WHAT THE TASK REQUIRES: Extract the final stretch of the data: the line that contains "Where can you spot the man in black" and every line after it, unaltered, and no other lines.

++++++++++

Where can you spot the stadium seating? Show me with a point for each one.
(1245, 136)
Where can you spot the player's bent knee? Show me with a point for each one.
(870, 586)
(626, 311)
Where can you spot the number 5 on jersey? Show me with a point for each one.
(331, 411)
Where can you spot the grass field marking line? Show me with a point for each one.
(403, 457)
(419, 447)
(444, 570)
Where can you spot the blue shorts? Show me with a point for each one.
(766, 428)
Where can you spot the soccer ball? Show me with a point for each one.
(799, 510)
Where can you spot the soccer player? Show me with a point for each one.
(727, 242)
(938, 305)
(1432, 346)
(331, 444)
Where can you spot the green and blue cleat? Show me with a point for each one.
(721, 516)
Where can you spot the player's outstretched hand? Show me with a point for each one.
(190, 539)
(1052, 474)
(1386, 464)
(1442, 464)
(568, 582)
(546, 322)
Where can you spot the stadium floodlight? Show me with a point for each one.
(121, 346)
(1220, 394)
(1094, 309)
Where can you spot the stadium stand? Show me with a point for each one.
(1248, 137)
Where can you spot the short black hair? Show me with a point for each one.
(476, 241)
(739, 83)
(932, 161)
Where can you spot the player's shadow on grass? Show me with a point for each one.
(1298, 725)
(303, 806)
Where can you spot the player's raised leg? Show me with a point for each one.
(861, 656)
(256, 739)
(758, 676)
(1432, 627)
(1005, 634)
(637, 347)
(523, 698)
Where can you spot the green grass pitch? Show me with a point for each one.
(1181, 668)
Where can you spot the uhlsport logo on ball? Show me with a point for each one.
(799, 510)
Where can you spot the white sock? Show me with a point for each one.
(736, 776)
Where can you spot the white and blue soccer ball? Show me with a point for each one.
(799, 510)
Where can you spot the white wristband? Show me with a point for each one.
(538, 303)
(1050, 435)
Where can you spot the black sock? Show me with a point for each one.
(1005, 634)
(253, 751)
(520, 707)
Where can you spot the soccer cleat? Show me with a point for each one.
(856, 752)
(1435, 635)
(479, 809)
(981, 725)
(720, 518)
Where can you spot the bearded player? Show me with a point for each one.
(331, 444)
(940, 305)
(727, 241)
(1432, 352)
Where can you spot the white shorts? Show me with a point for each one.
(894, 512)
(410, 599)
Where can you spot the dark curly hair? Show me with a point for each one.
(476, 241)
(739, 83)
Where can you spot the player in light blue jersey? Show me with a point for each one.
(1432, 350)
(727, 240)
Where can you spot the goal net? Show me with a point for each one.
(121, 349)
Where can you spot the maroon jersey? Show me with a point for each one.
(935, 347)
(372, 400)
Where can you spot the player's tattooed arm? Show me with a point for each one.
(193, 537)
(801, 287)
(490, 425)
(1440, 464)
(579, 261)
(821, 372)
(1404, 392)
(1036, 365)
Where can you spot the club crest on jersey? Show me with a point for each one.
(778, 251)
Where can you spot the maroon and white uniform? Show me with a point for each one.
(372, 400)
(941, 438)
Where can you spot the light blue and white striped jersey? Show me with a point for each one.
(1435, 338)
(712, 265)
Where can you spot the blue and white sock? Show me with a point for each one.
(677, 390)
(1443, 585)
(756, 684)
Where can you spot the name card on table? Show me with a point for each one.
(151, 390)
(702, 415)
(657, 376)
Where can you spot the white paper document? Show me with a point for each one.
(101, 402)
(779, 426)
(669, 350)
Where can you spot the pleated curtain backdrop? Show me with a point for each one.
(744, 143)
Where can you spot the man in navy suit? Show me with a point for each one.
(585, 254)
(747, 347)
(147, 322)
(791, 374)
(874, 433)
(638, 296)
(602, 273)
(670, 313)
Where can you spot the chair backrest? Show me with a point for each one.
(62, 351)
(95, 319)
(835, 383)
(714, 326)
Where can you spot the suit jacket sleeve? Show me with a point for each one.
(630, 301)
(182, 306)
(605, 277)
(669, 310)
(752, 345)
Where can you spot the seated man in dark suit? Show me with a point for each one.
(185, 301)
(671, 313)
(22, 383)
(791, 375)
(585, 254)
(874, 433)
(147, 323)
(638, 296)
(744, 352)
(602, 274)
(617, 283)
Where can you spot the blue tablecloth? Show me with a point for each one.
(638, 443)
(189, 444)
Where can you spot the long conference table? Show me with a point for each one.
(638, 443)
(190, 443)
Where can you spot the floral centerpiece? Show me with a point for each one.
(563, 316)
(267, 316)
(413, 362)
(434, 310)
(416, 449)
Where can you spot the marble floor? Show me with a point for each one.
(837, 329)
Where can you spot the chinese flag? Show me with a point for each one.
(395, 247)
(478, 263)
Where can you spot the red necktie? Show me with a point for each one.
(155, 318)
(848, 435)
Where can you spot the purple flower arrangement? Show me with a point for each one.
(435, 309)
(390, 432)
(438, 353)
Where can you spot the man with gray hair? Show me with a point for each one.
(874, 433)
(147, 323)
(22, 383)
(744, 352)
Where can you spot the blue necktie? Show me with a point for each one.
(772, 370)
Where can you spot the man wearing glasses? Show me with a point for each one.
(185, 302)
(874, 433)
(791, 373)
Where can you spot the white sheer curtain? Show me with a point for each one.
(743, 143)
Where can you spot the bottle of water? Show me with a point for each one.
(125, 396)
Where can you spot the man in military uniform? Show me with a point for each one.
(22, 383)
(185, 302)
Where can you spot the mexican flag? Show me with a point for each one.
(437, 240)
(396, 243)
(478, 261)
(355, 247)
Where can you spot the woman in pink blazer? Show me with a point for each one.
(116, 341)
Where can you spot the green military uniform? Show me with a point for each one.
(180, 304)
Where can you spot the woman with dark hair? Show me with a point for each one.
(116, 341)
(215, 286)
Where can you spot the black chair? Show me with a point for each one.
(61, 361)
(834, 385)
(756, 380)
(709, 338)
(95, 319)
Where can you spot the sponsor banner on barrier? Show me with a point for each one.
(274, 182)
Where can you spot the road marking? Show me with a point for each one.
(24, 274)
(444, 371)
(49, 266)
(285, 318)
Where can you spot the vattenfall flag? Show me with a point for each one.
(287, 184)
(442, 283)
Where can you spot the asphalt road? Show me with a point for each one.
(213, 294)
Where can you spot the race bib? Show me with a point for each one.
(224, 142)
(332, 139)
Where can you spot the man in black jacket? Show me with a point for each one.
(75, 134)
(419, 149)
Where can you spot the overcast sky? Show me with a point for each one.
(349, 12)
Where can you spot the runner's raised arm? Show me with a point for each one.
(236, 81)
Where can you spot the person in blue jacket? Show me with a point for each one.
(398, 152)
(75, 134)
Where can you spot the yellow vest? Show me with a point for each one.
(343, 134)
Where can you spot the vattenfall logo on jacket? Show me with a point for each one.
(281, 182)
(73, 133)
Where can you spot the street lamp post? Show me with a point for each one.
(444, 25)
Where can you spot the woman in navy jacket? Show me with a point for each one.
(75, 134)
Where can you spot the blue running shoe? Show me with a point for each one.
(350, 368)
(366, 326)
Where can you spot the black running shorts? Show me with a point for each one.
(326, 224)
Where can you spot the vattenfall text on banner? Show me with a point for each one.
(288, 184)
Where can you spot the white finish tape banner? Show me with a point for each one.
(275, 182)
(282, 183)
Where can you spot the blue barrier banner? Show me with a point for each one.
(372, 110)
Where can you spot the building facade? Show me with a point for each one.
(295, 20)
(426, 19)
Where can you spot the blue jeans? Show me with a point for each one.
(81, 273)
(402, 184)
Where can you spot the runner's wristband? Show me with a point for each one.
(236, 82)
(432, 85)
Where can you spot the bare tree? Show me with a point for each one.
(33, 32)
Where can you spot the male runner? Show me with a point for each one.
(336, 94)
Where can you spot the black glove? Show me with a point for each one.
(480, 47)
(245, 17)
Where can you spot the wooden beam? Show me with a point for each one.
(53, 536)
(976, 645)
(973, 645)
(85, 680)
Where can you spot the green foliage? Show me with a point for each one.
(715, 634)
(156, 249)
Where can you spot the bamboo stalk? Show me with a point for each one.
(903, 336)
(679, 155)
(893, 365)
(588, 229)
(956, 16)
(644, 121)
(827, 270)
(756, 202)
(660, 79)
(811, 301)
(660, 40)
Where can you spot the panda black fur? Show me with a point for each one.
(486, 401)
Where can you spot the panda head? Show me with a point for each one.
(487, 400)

++++++++++

THE RESULT:
Where can you spot the man in black jacket? Show me with a point for each one.
(75, 134)
(419, 149)
Where can you spot the overcast sky? Show me with a point for each one.
(349, 12)
Where can you spot the runner's raised arm? Show me with a point for each one.
(236, 81)
Where can you spot the person in blue jacket? Show me with a point for each one.
(398, 152)
(75, 134)
Where can you spot the yellow vest? Show me with a point for each one.
(343, 134)
Where can you spot the vattenfall logo on jacket? Show me with a point for each one.
(281, 182)
(73, 133)
Where can you spot the street lamp post? Show me with a point for each one.
(444, 25)
Where can you spot the woman in navy jacket? Show me with a point for each one.
(75, 134)
Where can you spot the blue running shoe? Show me with a point for each one.
(350, 368)
(366, 326)
Where can you spot the black running shorts? Show me with a point for each one.
(326, 224)
Where can you spot the vattenfall text on banner? Show me with a point for each one.
(288, 184)
Where can you spot the white finish tape banner? Show me with a point for each one.
(275, 182)
(282, 183)
Where can you spot the blue barrier banner? Show me with a point for each one.
(372, 110)
Where can you spot the building facade? Show me with a point for each one.
(295, 20)
(426, 19)
Where can you spot the blue jeans? Show me with a point for each one.
(81, 273)
(402, 184)
Where can you spot the runner's wristband? Show me with a point for each one.
(236, 82)
(432, 85)
Where can you spot the bare tree? Show me with a point for each one.
(33, 32)
Where can you spot the male runner? Show me with a point for each one.
(336, 94)
Where can you spot the black glove? Show me with a point for each one.
(480, 47)
(245, 17)
Where can you spot the wooden beam? Show me with a point for each one.
(53, 536)
(976, 645)
(973, 645)
(85, 680)
Where can you spot the green foliage? Show me with a point for each one.
(715, 634)
(156, 249)
Where can you spot the bamboo stalk? Show me with a point for each one.
(903, 336)
(679, 155)
(893, 365)
(588, 229)
(956, 16)
(644, 121)
(827, 270)
(756, 202)
(660, 79)
(811, 301)
(660, 40)
Where can you spot the panda black fur? Show me with a point for each one.
(486, 401)
Where can you spot the panda head? Show me with a point for each one.
(487, 400)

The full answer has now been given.